CELEX: 62015CA0571
Language: en
Date: 2017-06-01 00:00:00
Title: Case C-571/15: Judgment of the Court (Fifth Chamber) of 1 June 2017 (request for a preliminary ruling from the Hessisches Finanzgericht — Germany) — Wallenborn Transports SA v Hauptzollamt Gießen (Reference for a preliminary ruling — Taxation — Value added tax (VAT) — External transit procedure — Goods transported through a free port located in a Member State — Legislation of that Member State excluding free ports from its national fiscal territory — Removal from customs supervision — Incurrence of a customs debt and chargeability of VAT)

31.7.2017   
            
            
               EN
            
            
               Official Journal of the European Union
            
            
               C 249/5
            
         Judgment of the Court (Fifth Chamber) of 1 June 2017 (request for a preliminary ruling from the Hessisches Finanzgericht — Germany) — Wallenborn Transports SA v Hauptzollamt Gießen
   (Case C-571/15) (1)
   
   ((Reference for a preliminary ruling - Taxation - Value added tax (VAT) - External transit procedure - Goods transported through a free port located in a Member State - Legislation of that Member State excluding free ports from its national fiscal territory - Removal from customs supervision - Incurrence of a customs debt and chargeability of VAT))
   (2017/C 249/07)
   Language of the case: German
   
      Referring court
   
   Hessisches Finanzgericht
   
      Parties to the main proceedings
   
   
      Applicant: Wallenborn Transports SA
   
      Defendant: Hauptzollamt Gießen
   
      Operative part of the judgment
   
   
               1.

- RECORDS
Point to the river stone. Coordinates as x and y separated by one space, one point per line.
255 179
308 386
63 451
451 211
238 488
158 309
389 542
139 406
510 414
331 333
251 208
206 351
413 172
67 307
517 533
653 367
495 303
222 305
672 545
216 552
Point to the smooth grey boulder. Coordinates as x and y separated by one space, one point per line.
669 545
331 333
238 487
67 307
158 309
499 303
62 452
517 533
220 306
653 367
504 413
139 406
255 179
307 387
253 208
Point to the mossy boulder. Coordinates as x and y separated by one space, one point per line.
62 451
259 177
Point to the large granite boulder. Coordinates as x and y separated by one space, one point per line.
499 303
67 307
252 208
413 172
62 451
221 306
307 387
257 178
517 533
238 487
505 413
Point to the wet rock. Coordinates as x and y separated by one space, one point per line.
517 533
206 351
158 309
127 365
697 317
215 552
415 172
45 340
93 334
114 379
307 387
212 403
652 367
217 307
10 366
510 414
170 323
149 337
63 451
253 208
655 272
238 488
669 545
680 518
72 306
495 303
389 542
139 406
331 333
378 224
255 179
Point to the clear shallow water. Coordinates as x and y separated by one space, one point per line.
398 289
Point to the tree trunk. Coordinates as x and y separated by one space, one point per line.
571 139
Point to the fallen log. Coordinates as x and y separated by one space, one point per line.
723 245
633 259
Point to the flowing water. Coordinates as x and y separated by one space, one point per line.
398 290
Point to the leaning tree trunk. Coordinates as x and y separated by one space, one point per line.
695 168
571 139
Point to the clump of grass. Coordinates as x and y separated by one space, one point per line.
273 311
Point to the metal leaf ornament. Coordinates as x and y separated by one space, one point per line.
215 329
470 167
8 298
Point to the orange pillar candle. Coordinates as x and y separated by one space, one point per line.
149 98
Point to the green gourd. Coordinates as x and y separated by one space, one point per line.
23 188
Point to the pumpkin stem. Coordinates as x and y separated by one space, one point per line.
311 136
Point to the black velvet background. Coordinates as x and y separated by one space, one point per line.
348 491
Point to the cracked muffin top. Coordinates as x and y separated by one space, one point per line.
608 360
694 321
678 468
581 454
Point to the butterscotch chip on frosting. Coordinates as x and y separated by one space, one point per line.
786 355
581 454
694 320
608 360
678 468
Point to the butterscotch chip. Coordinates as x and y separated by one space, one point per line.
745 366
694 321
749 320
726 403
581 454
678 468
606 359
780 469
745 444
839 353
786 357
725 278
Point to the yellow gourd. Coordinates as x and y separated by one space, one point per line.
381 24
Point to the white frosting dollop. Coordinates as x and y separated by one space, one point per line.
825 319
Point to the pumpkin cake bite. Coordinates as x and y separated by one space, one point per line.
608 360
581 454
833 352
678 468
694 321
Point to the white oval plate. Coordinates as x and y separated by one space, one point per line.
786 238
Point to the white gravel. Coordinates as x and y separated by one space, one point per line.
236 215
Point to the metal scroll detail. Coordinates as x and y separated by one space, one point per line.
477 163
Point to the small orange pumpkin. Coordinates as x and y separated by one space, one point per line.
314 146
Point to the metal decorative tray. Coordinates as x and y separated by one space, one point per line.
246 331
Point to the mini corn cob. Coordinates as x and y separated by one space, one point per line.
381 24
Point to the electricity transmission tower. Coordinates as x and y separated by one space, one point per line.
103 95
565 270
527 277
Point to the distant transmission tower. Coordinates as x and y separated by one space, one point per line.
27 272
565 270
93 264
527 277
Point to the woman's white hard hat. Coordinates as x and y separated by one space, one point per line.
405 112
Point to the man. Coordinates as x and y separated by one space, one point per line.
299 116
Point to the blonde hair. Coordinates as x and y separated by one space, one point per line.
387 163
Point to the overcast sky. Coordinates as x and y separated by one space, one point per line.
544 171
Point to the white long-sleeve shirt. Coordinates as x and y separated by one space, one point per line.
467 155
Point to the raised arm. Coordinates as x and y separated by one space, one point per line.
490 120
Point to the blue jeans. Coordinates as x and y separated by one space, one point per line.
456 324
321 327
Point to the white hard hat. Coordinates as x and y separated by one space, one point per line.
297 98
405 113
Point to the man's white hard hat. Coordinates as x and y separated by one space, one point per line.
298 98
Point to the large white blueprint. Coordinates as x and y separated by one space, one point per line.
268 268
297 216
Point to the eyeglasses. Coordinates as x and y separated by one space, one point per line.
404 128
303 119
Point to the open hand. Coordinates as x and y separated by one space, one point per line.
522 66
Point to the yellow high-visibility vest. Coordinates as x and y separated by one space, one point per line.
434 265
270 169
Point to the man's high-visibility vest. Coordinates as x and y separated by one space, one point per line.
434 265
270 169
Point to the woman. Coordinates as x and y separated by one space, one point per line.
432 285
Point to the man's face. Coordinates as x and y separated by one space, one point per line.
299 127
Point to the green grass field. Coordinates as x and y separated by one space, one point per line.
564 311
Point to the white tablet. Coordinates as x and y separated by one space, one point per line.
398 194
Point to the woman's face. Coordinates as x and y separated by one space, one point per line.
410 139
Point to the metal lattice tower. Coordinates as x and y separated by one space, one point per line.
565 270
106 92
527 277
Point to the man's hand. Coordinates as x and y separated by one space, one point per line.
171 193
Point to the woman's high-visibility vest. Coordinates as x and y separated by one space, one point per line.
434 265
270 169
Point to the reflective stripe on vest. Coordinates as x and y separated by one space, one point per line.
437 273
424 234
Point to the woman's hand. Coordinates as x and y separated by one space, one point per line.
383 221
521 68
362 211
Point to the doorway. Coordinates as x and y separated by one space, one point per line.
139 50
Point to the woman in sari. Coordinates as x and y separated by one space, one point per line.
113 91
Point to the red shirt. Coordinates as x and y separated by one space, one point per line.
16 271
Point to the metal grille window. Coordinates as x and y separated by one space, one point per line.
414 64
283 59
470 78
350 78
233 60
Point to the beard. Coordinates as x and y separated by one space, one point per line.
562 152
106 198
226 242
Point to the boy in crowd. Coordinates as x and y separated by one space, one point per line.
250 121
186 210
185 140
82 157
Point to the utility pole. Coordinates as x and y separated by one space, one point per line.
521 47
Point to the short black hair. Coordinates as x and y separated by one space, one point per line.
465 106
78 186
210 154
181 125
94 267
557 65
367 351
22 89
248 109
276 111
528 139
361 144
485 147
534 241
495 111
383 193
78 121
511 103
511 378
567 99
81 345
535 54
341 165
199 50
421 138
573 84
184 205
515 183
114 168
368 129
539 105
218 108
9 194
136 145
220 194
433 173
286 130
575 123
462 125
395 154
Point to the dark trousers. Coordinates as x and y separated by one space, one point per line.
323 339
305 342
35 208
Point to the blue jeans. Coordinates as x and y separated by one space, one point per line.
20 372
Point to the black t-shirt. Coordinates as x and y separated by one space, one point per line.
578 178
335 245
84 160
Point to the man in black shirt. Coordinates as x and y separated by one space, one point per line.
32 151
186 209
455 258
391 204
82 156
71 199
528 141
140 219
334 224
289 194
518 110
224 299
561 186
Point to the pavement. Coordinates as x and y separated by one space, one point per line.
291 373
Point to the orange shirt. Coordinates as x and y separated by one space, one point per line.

- GIVEN TASK
Extend the court judgment in Case C-571/15 from the point where it stops. The rows play no part in this exercise.

- EXERCISE RESULT
            
            
               The first paragraph of Article 61 and the first subparagraph of Article 71(1) of Council Directive 2006/112/EC of 28 November 2006 on the common system of value added tax, as amended by Council Directive 2007/75/EC of 20 December 2007, must be interpreted as meaning that the reference to ‘one of the arrangements or situations referred to’ in Article 156 of that directive includes free zones.
            
         
               2.
            
            
               Article 71(1) of Directive 2006/112, as amended by Directive 2007/75, must be interpreted as meaning that the removal of goods from customs supervision in a free zone does not give rise to the chargeable event or make import value added tax chargeable if those goods did not enter the economic network of the European Union, this being a matter for the referring court to determine.
            
         
               3.
            
            
               The second subparagraph of Article 71(1) of Directive 2006/112, as amended by Directive 2007/75, must be interpreted as meaning that, when a customs debt arises by virtue of Article 203 of Council Regulation (EEC) No 2913/92 of 12 October 1992 establishing the Community Customs Code, as amended by Council Regulation (EC) No 1791/2006 of 20 November 2006, and no value added tax debt is consequently incurred, on account of the circumstances of the dispute in the main proceedings, Article 204 of the latter regulation may not be applied for the sole purpose of providing a basis for charging value added tax.
            
         
      (1)  OJ C 90, 7.3.2016.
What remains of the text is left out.